**Set problem:** Pull out each line in the records below that contains the word "every", treating uppercase and lowercase as different.

**Dataset excerpts:**
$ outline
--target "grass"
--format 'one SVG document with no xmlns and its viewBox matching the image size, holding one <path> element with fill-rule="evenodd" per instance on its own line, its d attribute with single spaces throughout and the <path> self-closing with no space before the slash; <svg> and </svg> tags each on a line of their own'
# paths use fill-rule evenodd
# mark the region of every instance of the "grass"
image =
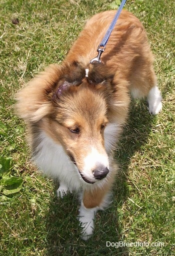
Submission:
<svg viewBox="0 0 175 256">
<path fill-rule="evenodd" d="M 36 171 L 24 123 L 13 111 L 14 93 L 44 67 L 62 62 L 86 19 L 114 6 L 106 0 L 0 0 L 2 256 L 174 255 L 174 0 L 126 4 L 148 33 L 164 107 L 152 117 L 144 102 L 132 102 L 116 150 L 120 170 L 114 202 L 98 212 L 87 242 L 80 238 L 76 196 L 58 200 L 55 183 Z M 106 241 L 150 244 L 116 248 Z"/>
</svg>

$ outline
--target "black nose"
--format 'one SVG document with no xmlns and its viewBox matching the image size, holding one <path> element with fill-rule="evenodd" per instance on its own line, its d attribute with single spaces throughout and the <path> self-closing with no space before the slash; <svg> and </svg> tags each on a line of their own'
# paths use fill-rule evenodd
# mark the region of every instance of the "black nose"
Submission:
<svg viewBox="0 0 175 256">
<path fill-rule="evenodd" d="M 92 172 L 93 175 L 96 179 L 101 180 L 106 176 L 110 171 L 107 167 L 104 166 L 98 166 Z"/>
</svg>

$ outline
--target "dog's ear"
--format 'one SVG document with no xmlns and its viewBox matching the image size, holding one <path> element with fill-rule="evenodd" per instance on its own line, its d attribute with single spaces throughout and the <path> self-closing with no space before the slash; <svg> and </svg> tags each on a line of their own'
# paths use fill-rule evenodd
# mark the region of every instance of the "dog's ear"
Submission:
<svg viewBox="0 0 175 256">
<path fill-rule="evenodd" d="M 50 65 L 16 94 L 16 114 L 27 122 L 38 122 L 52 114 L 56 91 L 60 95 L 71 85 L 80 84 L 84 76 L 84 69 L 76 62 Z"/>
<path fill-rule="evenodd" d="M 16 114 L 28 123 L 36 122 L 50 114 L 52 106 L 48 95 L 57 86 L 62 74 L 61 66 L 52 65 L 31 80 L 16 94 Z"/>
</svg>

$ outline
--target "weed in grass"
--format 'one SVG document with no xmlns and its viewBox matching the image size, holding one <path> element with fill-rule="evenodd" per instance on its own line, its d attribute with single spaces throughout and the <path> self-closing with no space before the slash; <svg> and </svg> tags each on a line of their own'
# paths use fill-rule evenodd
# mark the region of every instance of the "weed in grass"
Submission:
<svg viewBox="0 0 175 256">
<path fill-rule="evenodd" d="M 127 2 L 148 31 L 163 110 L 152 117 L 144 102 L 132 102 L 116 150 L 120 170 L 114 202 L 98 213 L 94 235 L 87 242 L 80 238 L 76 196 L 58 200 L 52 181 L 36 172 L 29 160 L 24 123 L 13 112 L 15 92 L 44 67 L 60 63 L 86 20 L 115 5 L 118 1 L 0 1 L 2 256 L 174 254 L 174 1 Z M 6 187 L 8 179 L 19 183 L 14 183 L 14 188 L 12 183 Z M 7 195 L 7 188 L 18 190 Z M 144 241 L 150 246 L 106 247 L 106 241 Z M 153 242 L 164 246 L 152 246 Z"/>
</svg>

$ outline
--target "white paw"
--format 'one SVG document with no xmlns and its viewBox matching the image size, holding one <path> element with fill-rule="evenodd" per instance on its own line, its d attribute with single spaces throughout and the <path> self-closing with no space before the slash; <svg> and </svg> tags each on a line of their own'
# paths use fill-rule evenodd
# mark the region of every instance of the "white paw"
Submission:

**Reply:**
# mark the region of every instance of the "grass"
# mark the region of every instance of the "black nose"
# mark the region of every instance of the "dog's ear"
# mark the region of every instance of the "weed in grass"
# mark the region of every instance of the "white paw"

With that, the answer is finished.